* WHAT IS NEEDED
The entries below are to be reproduced in full, exactly as written.

* Stored data entries

^^^^^^^^

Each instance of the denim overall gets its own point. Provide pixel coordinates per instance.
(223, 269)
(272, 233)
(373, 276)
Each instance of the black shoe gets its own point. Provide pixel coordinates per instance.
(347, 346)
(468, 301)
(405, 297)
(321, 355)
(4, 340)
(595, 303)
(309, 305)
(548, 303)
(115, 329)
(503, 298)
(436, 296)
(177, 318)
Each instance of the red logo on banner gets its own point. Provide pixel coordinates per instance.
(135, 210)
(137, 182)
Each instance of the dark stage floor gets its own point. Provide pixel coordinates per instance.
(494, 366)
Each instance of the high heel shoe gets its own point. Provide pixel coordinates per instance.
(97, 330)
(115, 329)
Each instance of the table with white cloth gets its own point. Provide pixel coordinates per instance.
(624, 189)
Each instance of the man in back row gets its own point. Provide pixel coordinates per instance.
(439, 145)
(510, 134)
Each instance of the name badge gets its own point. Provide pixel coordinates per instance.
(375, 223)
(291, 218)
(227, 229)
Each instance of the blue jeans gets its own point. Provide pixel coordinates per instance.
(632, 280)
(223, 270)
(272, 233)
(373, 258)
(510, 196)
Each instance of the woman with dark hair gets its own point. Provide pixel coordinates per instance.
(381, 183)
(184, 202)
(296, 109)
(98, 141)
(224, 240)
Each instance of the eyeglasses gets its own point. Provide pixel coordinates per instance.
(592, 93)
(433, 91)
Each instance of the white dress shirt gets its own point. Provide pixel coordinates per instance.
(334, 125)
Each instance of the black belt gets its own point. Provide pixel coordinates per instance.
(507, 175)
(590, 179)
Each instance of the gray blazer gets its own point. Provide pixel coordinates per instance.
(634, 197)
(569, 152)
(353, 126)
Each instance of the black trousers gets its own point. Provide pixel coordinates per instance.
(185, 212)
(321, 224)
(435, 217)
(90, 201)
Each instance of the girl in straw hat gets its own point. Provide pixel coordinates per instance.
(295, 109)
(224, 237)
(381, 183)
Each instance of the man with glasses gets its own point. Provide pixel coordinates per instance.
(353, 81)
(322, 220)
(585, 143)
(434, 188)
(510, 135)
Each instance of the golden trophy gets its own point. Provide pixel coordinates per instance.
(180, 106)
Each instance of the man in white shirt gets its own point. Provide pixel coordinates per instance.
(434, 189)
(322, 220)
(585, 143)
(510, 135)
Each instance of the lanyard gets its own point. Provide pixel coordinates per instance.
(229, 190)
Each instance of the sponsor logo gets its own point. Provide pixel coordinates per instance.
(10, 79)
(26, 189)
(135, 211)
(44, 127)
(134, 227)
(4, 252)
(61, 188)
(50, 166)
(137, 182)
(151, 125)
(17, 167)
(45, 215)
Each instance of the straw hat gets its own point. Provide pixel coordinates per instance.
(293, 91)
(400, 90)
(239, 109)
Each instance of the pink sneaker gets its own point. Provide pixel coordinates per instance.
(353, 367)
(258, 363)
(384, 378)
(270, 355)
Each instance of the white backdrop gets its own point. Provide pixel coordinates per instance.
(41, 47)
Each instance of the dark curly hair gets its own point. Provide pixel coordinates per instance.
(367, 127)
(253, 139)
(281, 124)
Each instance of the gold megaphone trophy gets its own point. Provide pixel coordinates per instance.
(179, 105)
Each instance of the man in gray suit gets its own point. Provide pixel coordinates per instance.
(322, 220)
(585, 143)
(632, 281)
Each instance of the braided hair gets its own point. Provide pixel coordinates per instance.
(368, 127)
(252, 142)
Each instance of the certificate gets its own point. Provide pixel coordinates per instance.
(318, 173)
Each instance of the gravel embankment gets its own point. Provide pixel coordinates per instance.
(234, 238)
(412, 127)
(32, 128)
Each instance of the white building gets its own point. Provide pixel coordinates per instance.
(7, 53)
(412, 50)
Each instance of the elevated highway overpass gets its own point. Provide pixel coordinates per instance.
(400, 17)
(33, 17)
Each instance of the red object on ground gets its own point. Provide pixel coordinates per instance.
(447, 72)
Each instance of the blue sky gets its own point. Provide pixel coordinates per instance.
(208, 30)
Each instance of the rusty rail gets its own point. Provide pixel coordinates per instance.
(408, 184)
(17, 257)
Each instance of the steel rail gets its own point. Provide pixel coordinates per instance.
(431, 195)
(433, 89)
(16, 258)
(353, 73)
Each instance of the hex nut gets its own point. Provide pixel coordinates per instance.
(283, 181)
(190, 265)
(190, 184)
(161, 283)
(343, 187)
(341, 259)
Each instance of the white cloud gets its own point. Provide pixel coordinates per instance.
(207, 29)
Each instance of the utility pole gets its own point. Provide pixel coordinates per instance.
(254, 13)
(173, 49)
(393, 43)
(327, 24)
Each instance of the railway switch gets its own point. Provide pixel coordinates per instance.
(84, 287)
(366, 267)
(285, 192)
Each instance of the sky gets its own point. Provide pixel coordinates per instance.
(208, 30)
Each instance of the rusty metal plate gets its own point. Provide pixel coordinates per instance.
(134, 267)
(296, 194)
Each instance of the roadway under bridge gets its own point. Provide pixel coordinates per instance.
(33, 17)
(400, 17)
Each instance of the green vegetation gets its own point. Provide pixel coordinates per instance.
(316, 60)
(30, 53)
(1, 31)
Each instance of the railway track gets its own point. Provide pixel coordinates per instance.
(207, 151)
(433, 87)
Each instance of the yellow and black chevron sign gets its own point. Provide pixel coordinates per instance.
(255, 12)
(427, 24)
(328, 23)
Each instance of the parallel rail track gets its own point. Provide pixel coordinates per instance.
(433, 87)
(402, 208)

^^^^^^^^

* EXPECTED OUTPUT
Each instance of the denim overall gets its own point. Provide pixel coordinates per instance.
(223, 269)
(272, 233)
(373, 276)
Each instance of the black shoe gets its own point. Provide pixel coordinates per instance.
(347, 346)
(468, 301)
(405, 297)
(321, 355)
(4, 340)
(595, 303)
(309, 305)
(548, 303)
(115, 329)
(503, 298)
(436, 296)
(177, 318)
Each instance of the red logo on banner gets its own point. Provide pixel coordinates per instance.
(135, 210)
(137, 182)
Each instance of the dark stage floor gets its own point. Provide pixel coordinates per instance.
(494, 366)
Each instance of the high heel shoe gets its own point. Provide pixel coordinates per instance.
(97, 330)
(115, 329)
Each instance of the table with white cloth gets its own point. Provide pixel coordinates per instance.
(624, 189)
Each instance of the man in back row gets its own point. Provide pixel coordinates per instance.
(439, 145)
(510, 134)
Each instance of the name badge gets its own point. Provide pixel coordinates per instance.
(375, 223)
(291, 218)
(227, 229)
Each instance of the blue jeans gets its own point. Provide pixel coordinates per instance.
(632, 280)
(223, 270)
(272, 233)
(373, 258)
(510, 196)
Each instance of the woman with dark hair gets its own point. Provide pixel coordinates per instance.
(381, 183)
(184, 202)
(296, 109)
(98, 141)
(224, 240)
Each instance of the eyeglasses gets its own point. Provide pixel coordinates per instance.
(592, 93)
(433, 91)
Each instance of the white dress shirt gets its own point. Provide pixel coordinates per instance.
(334, 125)
Each instance of the black belt gets its own point. Provide pixel coordinates per instance.
(507, 175)
(590, 179)
Each instance of the gray blazer gets its own point. Provide pixel coordinates per instance.
(634, 197)
(569, 152)
(353, 126)
Each instance of the black trousers gets its own point. Provide pixel coordinates per instance.
(185, 212)
(321, 224)
(435, 217)
(90, 201)
Each instance of the girl in straw hat gets its own point. Provide pixel coordinates per instance.
(295, 109)
(224, 237)
(381, 183)
Each instance of the man with glasses gets its own point. Provide pixel coordinates per instance.
(353, 81)
(322, 220)
(585, 143)
(434, 188)
(510, 135)
Each instance of the golden trophy gets its own point. Provide pixel coordinates per instance.
(180, 106)
Each instance of the man in white shirt gets its own point. Provide pixel coordinates per instance.
(434, 189)
(322, 220)
(585, 143)
(510, 135)
Each instance of the lanyard gets its own point. Provide pixel coordinates per instance.
(229, 190)
Each instance of the sponsor logo gets its own point. Provide pixel coordinates per instance.
(10, 79)
(26, 189)
(135, 211)
(44, 127)
(134, 227)
(4, 252)
(61, 188)
(50, 166)
(137, 182)
(151, 125)
(17, 167)
(45, 215)
Each instance of the straw hat gets its own point. Provide pixel coordinates per instance.
(293, 91)
(400, 90)
(239, 109)
Each instance of the pink sneaker gets its own point. Provide pixel coordinates per instance.
(353, 367)
(258, 363)
(384, 378)
(270, 355)
Each instance of the white backdrop gets its own point. Provide pixel coordinates per instance.
(41, 47)
Each instance of the dark curly hair gets its own point. Provide pixel coordinates per instance.
(367, 127)
(253, 139)
(281, 124)
Each instance of the gold megaphone trophy gets its own point. Provide pixel coordinates per instance.
(179, 105)
Each instance of the man in gray suit gets its own point. Provide pixel coordinates per instance.
(322, 220)
(585, 143)
(632, 281)
Each instance of the braided hair gets its own point. Provide pixel coordinates per instance.
(368, 127)
(252, 142)
Each instance of the certificate gets its own point. Provide pixel coordinates per instance.
(318, 173)
Each instance of the gravel embankment gets its own point. Provide pixel coordinates per instance.
(234, 238)
(412, 127)
(32, 128)
Each instance of the white building gets its own point. Provide pixel coordinates per instance.
(7, 53)
(412, 50)
Each instance of the elevated highway overpass gets its own point. Provide pixel coordinates per instance.
(400, 17)
(33, 17)
Each instance of the red object on ground gets its own point. Provide pixel coordinates per instance.
(447, 72)
Each instance of the blue sky gets its own point. Provide pixel coordinates per instance.
(208, 30)
Each instance of the rusty rail gets its own point. Provide pixel coordinates per instance.
(408, 184)
(17, 257)
Each instance of the steel rail gets its own point. Provide pixel coordinates per instance.
(431, 195)
(433, 89)
(16, 258)
(353, 73)
Each instance of the hex nut gets its own point. Provide pixel coordinates per instance.
(283, 181)
(190, 265)
(190, 184)
(161, 283)
(343, 187)
(341, 259)
Each instance of the white cloud gets its own point. Provide pixel coordinates per instance.
(207, 29)
Each instance of the utility pole gets its own point. Provide pixel coordinates per instance.
(254, 13)
(173, 49)
(393, 43)
(327, 24)
Each instance of the railway switch gets its own point. Provide pixel coordinates per instance.
(84, 287)
(366, 267)
(285, 192)
Each instance of the sky gets its own point. Provide pixel coordinates per instance.
(208, 30)
Each instance of the rusty metal plate gets its own point. Provide pixel coordinates per instance.
(134, 267)
(296, 194)
Each instance of the roadway under bridge gets its own point. Provide pixel coordinates per instance.
(33, 17)
(400, 17)
Each instance of the green vegetation gets its own point. Provide pixel coordinates per instance.
(316, 60)
(30, 53)
(1, 31)
Each instance of the railway track gets its own point. Provide pixel coordinates per instance.
(207, 151)
(433, 87)
Each instance of the yellow and black chevron sign gets its own point. Provide pixel coordinates per instance.
(255, 12)
(427, 24)
(328, 23)
Each instance of the parallel rail track gets its own point. Provide pixel coordinates per instance.
(433, 87)
(402, 208)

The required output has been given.